§ **Source passage**:
#####

Cuisine: Gluten Free, Vegan Servings: about 4 cups

Prep Time: 6 hours Cook Time: 20 mins

Cinnamon and plum is a flavor combination I discovered last year, and it's one that works so well, I haven't stopped thinking about it since. It's even better, of course, with a fruity merlot in the mix.

Instructions

  • Pour yourself a small glass of wine. Smell, sip, savor. Okay, now you may begin the recipe.
  • Add the remaining merlot, coconut sugar, water, and cinnamon into a medium saucepan, whisk together, cover, and bring to a low boil. Stir to dissolve the sugar, then add in the plums. Cover and bring to a low boil once more, then reduce to a simmer. Stir occasionally until the plums soften (about 12-15 minutes) and remove the saucepan from the heat. Let steep for 20 minutes, then stir in the lemon juice.
  • Pour the mixture through a fine metal sieve over a medium mixing bowl, using a spatula to extract as much of the liquid from the plums as possible.

#####

§ **Material**:
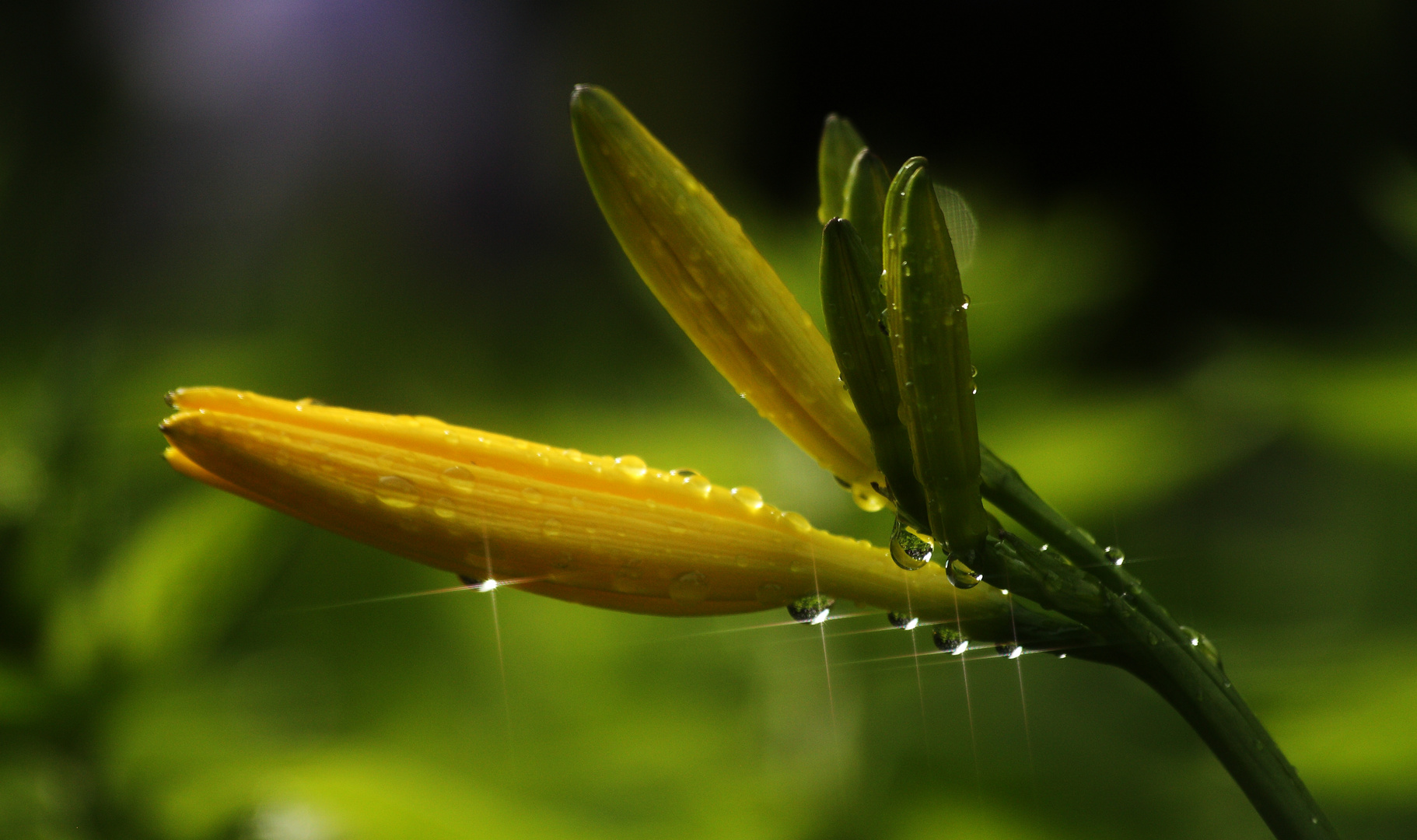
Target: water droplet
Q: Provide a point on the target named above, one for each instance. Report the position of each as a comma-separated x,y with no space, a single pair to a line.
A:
689,588
460,479
770,594
960,574
908,547
632,467
748,498
901,619
699,485
950,641
866,498
396,492
811,610
1206,646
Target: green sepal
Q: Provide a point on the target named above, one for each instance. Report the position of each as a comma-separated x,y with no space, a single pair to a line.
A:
853,306
839,148
927,317
865,205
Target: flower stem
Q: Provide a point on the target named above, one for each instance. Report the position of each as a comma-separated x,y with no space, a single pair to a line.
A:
1153,646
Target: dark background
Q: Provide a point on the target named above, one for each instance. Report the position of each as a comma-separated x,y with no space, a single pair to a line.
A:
1196,332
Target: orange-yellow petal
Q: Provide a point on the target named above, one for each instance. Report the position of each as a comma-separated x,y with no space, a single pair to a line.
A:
600,530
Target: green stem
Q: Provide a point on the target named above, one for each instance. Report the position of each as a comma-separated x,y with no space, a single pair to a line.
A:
1153,646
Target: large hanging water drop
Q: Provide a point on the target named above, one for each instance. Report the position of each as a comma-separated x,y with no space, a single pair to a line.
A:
811,610
910,548
950,641
901,619
960,574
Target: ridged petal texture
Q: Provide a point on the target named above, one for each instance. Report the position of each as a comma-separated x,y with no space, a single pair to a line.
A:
698,261
587,529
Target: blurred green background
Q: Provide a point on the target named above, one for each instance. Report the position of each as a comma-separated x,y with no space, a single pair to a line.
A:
1195,322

#####

§ **Tasks**:
A. In the plum and merlot recipe, how long should the mixture steep before the lemon juice is stirred in?
B. Carry the plum and merlot recipe forward from its last step, writing the instructions that come next.
The entries have no part in this.

§ **Solved tasks**:
A. 20 minutes.

B.
  • Allow to cool on the counter for 20 minutes, then refrigerate until cold (about 45 minutes).
  • Once chilled, pour the mixture into your ice cream maker, and freeze according to your ice cream maker’s instructions (about 20 minutes) until just frozen. The texture will resemble a frozen drink.
  • Transfer the sorbet to a freezer-safe container and allow it to harden in the freezer for 4 hours, or until it reaches your desired consistency.

Notes [2]

Don’t be deterred by the prep time. Nearly all of it is inactive while you wait for the sorbet to freeze.

If you don’t have an ice cream maker, I’m thinking this would be excellent simply frozen. It will be a bit icier, but delicious nonetheless because the alcohol will keep it from becoming rock hard. If you give this method a try, please report back in the comments and let us know how it turned out!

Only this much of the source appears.